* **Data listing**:

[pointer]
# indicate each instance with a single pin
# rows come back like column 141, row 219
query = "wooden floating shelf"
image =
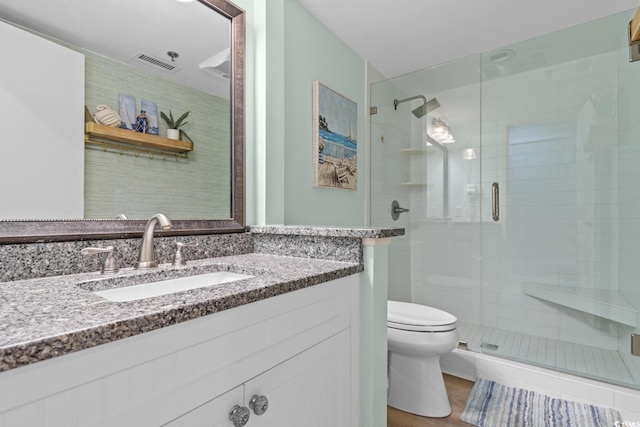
column 95, row 130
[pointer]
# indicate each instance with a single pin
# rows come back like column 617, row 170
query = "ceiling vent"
column 157, row 63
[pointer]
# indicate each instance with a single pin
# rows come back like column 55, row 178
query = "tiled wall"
column 139, row 186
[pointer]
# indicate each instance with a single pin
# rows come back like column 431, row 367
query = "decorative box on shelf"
column 97, row 134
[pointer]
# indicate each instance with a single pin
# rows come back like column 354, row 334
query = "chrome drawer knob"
column 239, row 415
column 259, row 404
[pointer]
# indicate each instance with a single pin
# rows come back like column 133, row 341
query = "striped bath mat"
column 494, row 405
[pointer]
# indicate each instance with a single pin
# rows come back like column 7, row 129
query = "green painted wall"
column 312, row 52
column 292, row 50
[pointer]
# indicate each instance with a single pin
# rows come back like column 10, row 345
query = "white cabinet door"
column 312, row 389
column 214, row 413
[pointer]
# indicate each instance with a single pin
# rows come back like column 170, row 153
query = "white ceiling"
column 402, row 36
column 121, row 29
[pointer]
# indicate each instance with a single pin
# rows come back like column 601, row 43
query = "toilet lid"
column 417, row 317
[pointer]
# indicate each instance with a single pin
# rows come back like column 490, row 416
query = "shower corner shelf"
column 102, row 132
column 607, row 304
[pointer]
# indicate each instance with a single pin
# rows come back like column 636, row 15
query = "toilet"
column 417, row 336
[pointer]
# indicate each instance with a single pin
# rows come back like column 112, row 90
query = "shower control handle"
column 396, row 210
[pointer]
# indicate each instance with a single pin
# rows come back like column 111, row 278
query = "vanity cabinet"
column 311, row 389
column 299, row 350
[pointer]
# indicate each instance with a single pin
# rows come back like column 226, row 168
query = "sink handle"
column 178, row 259
column 109, row 266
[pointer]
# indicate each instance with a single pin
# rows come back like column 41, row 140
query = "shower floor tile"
column 589, row 362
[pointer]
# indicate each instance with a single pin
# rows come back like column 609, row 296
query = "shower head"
column 422, row 110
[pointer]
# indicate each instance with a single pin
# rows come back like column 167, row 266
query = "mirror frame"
column 25, row 231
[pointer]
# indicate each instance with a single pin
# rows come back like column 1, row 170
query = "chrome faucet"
column 147, row 257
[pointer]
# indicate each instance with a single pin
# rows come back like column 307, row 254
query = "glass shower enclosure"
column 523, row 195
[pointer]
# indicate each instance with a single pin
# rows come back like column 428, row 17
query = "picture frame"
column 335, row 142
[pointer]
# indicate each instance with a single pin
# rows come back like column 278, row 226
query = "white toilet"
column 418, row 335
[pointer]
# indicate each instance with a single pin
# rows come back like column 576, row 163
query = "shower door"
column 551, row 138
column 529, row 235
column 437, row 262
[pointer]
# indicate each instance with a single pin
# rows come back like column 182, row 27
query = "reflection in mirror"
column 192, row 61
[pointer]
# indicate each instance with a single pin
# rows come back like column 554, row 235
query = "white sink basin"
column 164, row 287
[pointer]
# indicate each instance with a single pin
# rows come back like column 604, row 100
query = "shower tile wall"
column 559, row 132
column 558, row 184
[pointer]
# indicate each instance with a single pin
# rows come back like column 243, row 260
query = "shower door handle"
column 396, row 210
column 495, row 201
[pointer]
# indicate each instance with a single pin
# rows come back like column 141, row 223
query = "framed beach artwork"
column 335, row 145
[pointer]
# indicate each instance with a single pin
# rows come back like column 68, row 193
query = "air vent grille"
column 160, row 64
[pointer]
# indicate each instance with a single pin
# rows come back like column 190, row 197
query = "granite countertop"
column 48, row 317
column 309, row 230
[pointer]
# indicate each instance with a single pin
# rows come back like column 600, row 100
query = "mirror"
column 228, row 212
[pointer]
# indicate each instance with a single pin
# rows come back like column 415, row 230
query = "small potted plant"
column 174, row 130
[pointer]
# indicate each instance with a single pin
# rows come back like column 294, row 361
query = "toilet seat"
column 418, row 318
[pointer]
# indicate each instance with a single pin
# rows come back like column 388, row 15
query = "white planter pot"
column 173, row 133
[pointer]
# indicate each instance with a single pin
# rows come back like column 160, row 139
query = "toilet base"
column 416, row 385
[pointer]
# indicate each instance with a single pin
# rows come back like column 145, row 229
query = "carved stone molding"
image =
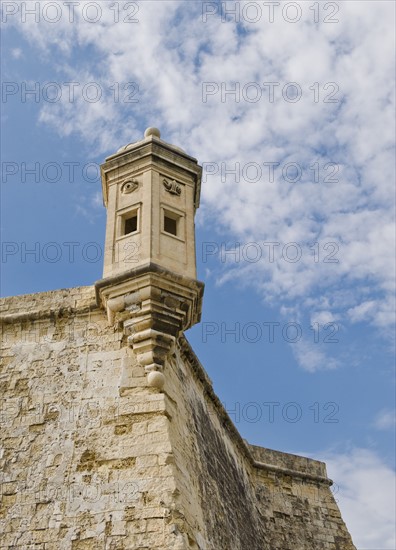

* **WHAT THE TASK ASKS**: Count the lines of the entries above that include the string "sink". Reply with the number alone.

* **THE RESULT**: 2